▶ Given information:
:::

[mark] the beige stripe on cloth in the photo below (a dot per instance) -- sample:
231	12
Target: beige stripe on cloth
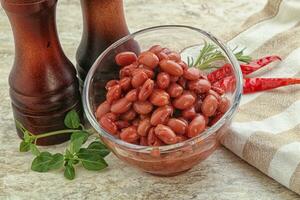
261	147
269	11
266	130
295	180
279	99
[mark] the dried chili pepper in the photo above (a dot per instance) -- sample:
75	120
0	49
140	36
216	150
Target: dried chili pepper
252	85
253	66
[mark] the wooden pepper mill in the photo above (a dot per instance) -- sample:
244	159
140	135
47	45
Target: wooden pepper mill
43	83
103	23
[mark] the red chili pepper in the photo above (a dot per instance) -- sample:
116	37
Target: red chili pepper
257	64
225	70
252	85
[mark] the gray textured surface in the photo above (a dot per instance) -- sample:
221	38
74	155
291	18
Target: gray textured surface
221	176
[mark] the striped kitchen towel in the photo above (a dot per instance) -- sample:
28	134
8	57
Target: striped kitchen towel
266	130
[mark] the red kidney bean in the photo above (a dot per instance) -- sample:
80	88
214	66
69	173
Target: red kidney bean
125	83
174	79
165	134
199	86
147	70
120	106
102	109
224	105
144	127
218	90
163	80
196	126
183	120
125	58
127	70
182	82
112	116
184	101
175	90
129	134
142	107
183	65
132	95
166	50
191	74
156	49
209	105
198	105
171	67
136	122
162	56
152	139
122	124
161	115
181	138
189	113
129	115
146	90
114	93
206	119
178	126
149	59
111	83
191	93
138	79
144	141
159	97
108	125
144	116
174	56
215	94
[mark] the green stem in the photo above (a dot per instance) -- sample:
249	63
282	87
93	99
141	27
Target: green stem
57	133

:::

▶ Prompt: Check each line of the material above for "photo", count those that have it, and answer with the number alone.

▶ Task output: 8